[Dataset excerpts]
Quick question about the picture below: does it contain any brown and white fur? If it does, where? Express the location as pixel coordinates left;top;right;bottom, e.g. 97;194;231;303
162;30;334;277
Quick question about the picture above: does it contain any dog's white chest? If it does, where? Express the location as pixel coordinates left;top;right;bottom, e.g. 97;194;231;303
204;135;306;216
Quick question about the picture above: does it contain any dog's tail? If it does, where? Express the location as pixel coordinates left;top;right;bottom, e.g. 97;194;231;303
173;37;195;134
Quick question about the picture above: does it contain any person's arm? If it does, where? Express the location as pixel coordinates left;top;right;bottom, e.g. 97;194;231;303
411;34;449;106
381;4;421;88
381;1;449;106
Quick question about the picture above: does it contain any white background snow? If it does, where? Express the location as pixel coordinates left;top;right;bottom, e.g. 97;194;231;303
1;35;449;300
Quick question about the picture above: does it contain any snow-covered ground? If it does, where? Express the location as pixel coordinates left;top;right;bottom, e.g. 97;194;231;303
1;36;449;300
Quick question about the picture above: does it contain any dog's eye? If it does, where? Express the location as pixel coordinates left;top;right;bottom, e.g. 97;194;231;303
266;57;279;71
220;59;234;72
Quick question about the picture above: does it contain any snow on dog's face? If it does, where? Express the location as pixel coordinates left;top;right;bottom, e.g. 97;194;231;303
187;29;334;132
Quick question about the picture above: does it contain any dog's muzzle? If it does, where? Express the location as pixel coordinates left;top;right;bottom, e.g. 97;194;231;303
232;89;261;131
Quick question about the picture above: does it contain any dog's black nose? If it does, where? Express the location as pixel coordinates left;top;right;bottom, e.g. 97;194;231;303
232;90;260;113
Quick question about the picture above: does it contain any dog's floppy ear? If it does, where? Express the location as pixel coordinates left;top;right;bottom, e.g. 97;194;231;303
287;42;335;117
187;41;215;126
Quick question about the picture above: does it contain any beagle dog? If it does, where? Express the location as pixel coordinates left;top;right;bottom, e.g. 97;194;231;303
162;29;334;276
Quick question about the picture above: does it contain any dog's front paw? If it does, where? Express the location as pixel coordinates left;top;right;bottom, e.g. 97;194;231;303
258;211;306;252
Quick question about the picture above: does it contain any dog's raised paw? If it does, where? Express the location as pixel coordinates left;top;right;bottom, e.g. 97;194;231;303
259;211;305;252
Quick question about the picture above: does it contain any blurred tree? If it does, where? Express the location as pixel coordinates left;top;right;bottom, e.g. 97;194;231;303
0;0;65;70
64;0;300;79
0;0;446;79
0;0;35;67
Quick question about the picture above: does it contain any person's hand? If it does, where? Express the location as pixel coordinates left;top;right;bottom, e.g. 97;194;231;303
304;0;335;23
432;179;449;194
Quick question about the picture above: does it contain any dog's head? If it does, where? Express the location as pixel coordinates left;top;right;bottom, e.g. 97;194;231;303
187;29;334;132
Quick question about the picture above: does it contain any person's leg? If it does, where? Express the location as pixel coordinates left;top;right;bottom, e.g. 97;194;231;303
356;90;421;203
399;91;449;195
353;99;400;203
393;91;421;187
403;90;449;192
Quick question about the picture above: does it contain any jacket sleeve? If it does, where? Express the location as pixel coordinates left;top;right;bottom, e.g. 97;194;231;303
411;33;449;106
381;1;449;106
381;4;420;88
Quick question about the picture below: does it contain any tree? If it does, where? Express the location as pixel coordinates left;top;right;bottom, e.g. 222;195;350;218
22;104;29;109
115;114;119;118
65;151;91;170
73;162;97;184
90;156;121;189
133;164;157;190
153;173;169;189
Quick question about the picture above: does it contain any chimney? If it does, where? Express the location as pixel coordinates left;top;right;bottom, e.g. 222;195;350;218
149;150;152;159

The problem. Return the records above in their entirety, exactly as they appear.

Answer to the exercise.
Quick question about the picture below: does it contain any brown and white fur? If it does, where? Express the location as pixel coordinates left;top;right;bottom, e.g. 97;194;231;303
162;30;334;277
Quick question about the picture above: does it contain any dog's white chest? If it does, where? Express the location as pixel coordinates left;top;right;bottom, e.g. 97;194;231;303
204;135;306;216
Quick question about the picture above: does it contain any dog's tail? If it does, where? Express the location as pixel coordinates left;top;right;bottom, e.g. 97;194;231;303
173;37;195;134
Quick question about the picture above: does it contain any person's arm? If it does, where? Express the location as pixel coordinates left;top;right;bottom, e.g. 97;194;231;303
411;34;449;106
381;4;421;88
381;1;449;106
Quick question about the picture above: does it contain any white background snow? If it does, where? Express the location as pixel coordinates left;top;right;bottom, e.g. 97;194;231;303
1;35;449;300
Quick question about the picture above: does it contain any snow-covered ground? If it does, where? Express the location as pixel coordinates left;top;right;bottom, e.g. 97;194;231;303
1;36;449;300
Quick question about the picture above: does it contain any dog's eye? If it does, where? Express the location as pixel coordinates left;top;right;bottom, e.g. 97;194;231;303
266;57;279;71
220;59;234;72
Quick question about the picture above: does it contain any snow on dog's face? If it does, where? Express the location as pixel coordinates left;top;right;bottom, e.g. 97;194;231;303
187;29;334;132
Quick question about the picture above: does it contain any dog's muzzle? If it does, where? Express the location as pixel coordinates left;top;right;bottom, e.g. 97;194;231;303
232;89;261;131
Quick question about the picture above: does it contain any dog's black nose? If it does, where? Express the location as pixel coordinates left;top;right;bottom, e.g. 97;194;231;303
232;90;260;113
Quick question about the picture above: does it contain any dog's floppy ear? If it does, where? Express the location as pixel coordinates left;top;right;bottom, e.g. 97;194;231;303
287;42;335;117
187;41;215;126
Quick question about the picture above: does it contain any beagle dog? If it does, where? Express the location as pixel coordinates left;top;right;bottom, e.g. 97;194;231;303
162;29;334;276
Quick question about the picture above: does it contain any dog's front paw? If it does, where? Express the location as pixel coordinates left;top;right;bottom, e.g. 97;194;231;303
258;211;306;252
Quick question about the picture above: does it contain any dog's raised paw? If it does, where? Express the location as pixel coordinates left;top;right;bottom, e.g. 97;194;231;303
259;211;305;252
Quick question about the picture above: does it contain any blurred tree? If it does, where? Express the location as pixel coordinates left;top;right;bottom, e.g. 97;194;231;303
0;0;65;70
64;0;300;79
0;0;446;79
0;0;35;67
Quick question about the picture above: does it contain any person's hand? If it does, where? Express the location as pixel coordinates left;top;right;bottom, e.g. 97;194;231;303
304;0;335;23
432;179;449;194
Quick question about the picture above: does it contain any dog's head? If it does, where? Express the location as pixel coordinates left;top;right;bottom, e.g. 97;194;231;303
187;29;334;132
Quick question about the picture above: does it contain any person's leg? If it does, where? Express the location as pixel coordinates left;top;right;bottom, e.g. 97;194;231;303
356;90;421;203
399;91;449;195
353;99;400;203
393;91;421;187
403;90;449;192
Quick question about the picture above: does it contain any jacket sleeve? If it does, where? Express the location as pixel coordinates left;top;right;bottom, e.g. 97;194;231;303
411;33;449;106
381;1;449;106
381;4;420;88
Quick question about the picture below: does it contain any tree? If it does, where? Express the location as pixel coordinates left;top;right;bottom, e.g. 222;195;350;218
22;104;29;109
115;114;119;118
65;151;91;170
73;162;97;184
90;156;121;189
133;164;157;190
153;173;169;189
Quick question about the picture above: does it contain any chimney? If it does, where? Express the location as pixel coordinates left;top;right;bottom, e.g. 222;195;350;218
149;150;152;159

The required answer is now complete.